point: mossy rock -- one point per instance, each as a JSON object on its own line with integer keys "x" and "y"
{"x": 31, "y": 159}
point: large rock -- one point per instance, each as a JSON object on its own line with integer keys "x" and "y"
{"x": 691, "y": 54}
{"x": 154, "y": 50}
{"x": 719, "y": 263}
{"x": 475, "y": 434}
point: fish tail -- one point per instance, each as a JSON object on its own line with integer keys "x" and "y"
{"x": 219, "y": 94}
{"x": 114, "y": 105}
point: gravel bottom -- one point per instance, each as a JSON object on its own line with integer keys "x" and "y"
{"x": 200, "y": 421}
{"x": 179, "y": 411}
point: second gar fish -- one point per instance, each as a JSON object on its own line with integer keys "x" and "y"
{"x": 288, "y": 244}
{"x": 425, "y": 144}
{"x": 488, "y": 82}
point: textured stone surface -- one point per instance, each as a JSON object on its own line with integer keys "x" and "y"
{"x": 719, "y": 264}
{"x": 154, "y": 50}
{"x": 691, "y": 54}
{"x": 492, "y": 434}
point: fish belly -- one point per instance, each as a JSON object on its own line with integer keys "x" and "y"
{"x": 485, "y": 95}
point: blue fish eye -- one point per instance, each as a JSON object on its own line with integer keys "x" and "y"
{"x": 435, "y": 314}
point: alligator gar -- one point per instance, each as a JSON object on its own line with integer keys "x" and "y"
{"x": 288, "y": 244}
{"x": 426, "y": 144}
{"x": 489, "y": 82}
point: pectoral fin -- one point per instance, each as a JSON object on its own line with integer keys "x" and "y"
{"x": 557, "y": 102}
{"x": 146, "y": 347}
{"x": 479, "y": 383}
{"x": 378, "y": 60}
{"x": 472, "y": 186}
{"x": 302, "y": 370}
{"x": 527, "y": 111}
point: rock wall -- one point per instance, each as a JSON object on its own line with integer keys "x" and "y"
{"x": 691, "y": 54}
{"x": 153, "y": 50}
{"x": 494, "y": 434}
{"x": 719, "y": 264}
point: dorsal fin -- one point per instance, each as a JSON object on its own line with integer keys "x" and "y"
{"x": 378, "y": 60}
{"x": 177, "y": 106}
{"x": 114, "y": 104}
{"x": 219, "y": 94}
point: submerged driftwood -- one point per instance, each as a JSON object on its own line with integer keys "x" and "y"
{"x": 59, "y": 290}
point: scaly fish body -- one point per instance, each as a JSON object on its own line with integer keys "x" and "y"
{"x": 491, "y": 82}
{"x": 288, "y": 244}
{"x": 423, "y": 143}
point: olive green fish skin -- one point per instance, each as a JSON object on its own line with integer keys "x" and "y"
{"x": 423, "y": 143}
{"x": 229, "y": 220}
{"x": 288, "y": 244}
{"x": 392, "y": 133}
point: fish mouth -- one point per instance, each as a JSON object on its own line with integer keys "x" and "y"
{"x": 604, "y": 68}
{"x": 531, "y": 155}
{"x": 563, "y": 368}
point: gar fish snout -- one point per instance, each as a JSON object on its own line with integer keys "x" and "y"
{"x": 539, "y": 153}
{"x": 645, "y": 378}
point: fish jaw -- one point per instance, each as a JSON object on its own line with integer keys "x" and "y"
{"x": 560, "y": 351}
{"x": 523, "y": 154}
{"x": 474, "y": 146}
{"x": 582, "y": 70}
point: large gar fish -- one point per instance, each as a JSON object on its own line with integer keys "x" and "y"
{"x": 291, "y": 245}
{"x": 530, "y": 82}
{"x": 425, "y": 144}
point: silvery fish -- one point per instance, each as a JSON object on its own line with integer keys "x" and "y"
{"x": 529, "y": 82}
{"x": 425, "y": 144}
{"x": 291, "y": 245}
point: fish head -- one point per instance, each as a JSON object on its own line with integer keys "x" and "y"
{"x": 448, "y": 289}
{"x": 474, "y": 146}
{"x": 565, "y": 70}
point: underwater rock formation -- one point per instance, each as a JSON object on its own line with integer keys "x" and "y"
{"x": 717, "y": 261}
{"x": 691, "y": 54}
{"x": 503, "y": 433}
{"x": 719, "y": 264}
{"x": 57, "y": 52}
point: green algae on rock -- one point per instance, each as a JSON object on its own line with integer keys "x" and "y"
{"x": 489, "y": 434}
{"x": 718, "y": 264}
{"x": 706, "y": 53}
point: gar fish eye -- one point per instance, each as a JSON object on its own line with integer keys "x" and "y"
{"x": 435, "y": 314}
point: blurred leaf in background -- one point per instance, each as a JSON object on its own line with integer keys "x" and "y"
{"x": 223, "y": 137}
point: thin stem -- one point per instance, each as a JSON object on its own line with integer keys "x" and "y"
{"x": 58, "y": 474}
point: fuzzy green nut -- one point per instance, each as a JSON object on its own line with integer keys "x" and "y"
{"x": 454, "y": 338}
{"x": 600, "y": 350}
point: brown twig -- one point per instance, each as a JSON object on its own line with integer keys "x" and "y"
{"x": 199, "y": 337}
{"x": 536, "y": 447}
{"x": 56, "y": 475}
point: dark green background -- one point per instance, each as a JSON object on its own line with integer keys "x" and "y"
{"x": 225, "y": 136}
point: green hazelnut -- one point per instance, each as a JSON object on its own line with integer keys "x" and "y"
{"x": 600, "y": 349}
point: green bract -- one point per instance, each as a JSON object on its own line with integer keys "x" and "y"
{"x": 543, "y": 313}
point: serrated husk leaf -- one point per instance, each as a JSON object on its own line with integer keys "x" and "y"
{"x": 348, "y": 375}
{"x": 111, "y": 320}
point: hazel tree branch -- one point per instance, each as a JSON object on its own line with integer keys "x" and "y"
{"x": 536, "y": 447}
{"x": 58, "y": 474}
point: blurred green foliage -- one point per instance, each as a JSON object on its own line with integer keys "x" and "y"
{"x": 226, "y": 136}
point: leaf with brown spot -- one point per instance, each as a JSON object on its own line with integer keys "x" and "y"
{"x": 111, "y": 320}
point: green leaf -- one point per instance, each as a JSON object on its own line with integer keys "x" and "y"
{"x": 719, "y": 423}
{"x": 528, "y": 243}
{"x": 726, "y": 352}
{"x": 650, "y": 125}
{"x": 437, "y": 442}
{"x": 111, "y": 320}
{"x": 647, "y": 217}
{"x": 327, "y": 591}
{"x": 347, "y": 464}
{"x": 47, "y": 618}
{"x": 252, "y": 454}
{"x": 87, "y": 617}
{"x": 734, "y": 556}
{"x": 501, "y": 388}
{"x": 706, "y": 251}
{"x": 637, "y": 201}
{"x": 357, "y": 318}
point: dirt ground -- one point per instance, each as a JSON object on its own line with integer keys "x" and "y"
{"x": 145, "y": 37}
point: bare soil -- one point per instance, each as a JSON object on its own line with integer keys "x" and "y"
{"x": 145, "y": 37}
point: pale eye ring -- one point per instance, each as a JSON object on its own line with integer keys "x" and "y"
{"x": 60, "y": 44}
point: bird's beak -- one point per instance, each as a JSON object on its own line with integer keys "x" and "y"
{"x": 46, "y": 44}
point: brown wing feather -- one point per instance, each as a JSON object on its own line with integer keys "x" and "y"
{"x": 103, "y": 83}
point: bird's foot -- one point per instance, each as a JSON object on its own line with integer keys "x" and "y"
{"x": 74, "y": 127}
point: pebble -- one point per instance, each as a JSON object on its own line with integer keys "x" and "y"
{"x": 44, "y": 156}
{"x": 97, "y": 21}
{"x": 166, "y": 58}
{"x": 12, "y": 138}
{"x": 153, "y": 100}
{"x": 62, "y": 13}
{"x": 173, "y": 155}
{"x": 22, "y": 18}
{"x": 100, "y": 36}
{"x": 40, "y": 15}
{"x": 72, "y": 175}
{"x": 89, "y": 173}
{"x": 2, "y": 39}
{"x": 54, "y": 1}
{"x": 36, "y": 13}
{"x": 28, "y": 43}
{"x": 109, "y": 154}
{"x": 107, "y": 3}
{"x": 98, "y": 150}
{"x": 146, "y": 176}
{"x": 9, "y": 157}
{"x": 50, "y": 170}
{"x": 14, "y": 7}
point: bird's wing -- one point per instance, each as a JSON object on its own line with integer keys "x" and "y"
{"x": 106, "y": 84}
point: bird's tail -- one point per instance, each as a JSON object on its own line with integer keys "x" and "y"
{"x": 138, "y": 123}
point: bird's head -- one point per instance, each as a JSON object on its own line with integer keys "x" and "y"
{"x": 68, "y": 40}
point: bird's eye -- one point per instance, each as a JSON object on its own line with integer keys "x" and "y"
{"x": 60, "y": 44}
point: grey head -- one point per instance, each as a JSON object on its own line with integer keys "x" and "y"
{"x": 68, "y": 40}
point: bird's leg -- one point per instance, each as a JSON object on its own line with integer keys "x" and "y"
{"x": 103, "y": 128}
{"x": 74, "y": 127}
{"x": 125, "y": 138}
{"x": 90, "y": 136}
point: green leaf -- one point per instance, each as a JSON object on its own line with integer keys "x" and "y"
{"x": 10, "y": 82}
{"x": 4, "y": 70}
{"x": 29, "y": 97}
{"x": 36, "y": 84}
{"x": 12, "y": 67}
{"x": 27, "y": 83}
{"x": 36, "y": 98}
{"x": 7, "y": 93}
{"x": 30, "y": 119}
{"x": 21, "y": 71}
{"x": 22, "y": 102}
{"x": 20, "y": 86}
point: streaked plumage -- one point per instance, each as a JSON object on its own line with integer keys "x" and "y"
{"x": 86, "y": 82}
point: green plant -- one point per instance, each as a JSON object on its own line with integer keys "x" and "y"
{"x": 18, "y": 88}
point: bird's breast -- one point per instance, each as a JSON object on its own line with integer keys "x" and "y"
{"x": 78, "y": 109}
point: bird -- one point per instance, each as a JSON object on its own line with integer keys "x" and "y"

Directions for this task: Repeat only the stretch of lines that opens with the line containing "point: streaked plumage" and closes with the final line of the entries, both included, exactly as written.

Result:
point: streaked plumage -- one point per instance, each as a JSON object on its own line with integer keys "x" and "y"
{"x": 86, "y": 82}
point: green plant -- one point per instance, each as a JSON object on its own line with integer keys "x" and "y"
{"x": 18, "y": 88}
point: bird's breast -- one point per instance, each as a JSON object on its own line with integer keys "x" and "y"
{"x": 78, "y": 109}
point: bird -- one point per instance, each as a JSON object on its own line with integer keys "x" and "y"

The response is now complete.